*The request*:
The line containing "job: trace the outline of every instance of the boat" and every line after it, through the last, are to be extracted exactly; no other lines belong in the answer.
--- Start Raw records ---
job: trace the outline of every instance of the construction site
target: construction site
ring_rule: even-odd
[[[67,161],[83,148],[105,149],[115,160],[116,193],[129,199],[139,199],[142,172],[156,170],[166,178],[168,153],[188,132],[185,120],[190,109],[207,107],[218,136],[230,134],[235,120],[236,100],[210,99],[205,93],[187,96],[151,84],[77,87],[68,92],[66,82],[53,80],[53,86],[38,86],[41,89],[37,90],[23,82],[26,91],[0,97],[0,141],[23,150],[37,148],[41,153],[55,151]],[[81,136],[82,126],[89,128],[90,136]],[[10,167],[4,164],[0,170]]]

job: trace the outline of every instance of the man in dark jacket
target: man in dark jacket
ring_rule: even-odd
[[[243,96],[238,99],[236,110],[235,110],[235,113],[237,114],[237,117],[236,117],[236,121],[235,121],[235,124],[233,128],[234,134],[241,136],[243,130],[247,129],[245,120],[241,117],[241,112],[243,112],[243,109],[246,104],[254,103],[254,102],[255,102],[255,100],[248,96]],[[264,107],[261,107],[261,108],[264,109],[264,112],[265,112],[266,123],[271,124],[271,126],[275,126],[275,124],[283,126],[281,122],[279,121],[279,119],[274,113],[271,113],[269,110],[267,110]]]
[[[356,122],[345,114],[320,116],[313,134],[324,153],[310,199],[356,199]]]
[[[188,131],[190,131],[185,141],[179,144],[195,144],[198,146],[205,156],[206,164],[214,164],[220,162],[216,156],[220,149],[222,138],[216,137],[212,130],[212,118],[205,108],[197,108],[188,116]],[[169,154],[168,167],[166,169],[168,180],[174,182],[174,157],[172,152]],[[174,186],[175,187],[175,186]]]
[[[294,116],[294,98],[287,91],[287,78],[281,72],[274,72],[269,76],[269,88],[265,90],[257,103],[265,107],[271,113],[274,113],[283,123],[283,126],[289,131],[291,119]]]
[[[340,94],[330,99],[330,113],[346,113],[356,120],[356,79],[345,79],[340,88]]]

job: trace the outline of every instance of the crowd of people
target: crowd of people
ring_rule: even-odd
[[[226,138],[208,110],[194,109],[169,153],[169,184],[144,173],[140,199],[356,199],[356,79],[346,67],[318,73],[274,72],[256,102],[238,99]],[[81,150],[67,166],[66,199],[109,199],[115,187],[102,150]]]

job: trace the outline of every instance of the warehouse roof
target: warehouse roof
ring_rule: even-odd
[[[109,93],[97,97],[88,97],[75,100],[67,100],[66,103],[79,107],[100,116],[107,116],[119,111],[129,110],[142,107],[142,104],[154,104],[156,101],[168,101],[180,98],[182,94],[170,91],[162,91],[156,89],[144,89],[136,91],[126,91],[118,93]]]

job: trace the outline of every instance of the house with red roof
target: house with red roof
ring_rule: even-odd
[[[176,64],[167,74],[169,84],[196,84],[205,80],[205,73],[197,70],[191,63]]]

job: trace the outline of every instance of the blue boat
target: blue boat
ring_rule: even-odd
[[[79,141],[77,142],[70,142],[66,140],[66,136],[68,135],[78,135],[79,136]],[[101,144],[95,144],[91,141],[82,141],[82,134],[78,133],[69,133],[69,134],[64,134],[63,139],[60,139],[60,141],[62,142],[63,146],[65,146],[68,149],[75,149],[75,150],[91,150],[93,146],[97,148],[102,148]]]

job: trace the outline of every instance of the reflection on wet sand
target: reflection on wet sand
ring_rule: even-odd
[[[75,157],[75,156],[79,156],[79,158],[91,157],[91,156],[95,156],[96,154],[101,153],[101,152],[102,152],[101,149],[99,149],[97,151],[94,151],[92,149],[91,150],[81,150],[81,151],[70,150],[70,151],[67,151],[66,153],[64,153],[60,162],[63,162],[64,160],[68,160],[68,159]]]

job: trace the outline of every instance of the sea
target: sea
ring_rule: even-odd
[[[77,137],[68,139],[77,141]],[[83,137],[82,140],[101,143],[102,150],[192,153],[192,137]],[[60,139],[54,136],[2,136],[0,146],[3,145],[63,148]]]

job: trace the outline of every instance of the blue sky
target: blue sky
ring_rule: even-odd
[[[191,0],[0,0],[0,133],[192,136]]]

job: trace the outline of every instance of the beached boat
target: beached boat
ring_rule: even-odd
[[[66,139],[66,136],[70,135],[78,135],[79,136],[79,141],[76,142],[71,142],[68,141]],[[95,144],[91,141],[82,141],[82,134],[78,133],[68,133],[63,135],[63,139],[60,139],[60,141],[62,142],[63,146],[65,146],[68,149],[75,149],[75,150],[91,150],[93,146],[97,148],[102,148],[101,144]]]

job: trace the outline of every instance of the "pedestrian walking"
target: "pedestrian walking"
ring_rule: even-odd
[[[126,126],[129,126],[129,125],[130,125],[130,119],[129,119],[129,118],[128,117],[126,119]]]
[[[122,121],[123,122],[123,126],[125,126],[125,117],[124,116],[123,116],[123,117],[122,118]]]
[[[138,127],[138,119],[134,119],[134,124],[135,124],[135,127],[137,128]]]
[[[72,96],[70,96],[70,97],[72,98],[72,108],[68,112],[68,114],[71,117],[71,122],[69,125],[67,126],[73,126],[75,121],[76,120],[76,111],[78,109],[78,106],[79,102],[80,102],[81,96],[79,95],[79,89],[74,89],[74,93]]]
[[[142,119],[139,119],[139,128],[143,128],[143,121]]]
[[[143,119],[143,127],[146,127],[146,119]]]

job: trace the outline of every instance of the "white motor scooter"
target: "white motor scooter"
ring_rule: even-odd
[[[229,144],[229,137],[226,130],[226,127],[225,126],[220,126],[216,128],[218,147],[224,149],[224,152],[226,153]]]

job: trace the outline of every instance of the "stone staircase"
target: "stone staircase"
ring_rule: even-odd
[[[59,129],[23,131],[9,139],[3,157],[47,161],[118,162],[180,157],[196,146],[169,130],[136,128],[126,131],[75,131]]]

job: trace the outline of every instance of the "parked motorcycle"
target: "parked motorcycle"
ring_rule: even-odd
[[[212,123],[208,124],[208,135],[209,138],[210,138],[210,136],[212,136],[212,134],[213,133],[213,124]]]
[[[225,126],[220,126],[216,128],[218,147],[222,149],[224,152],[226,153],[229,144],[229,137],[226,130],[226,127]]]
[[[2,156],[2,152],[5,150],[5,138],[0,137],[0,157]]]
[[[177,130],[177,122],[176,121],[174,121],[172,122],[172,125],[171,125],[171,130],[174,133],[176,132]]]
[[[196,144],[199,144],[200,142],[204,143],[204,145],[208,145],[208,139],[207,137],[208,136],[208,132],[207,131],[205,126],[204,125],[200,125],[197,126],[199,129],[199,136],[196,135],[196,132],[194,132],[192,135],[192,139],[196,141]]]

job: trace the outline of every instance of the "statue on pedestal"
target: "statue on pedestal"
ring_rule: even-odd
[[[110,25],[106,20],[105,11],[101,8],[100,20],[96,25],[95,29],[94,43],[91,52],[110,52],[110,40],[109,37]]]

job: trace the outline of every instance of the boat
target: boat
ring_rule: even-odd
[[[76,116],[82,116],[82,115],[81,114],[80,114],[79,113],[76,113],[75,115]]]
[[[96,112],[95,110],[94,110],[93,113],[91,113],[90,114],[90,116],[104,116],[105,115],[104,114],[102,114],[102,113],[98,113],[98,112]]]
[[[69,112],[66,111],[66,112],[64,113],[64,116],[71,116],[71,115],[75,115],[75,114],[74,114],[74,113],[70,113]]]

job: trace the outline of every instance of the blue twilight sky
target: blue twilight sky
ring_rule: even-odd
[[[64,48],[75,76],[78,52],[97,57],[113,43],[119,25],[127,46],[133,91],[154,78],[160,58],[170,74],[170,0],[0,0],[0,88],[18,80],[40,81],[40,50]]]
--- End Raw records ---
*Output for this task*:
job: trace the outline of every instance of the boat
target: boat
ring_rule: even-odd
[[[76,116],[82,116],[82,115],[81,114],[80,114],[79,113],[76,113],[75,115]]]
[[[96,112],[95,110],[94,110],[93,113],[91,113],[90,114],[90,116],[104,116],[105,115],[104,114],[102,114],[102,113],[98,113],[98,112]]]
[[[69,112],[66,111],[66,112],[64,113],[64,116],[71,116],[71,115],[75,115],[75,114],[74,114],[74,113],[70,113]]]

job: trace the outline of every instance of the blue twilight sky
target: blue twilight sky
ring_rule: even-odd
[[[64,48],[75,76],[78,52],[97,57],[113,43],[119,25],[127,46],[133,91],[154,78],[160,58],[170,74],[170,0],[0,0],[0,88],[18,80],[40,81],[40,50]]]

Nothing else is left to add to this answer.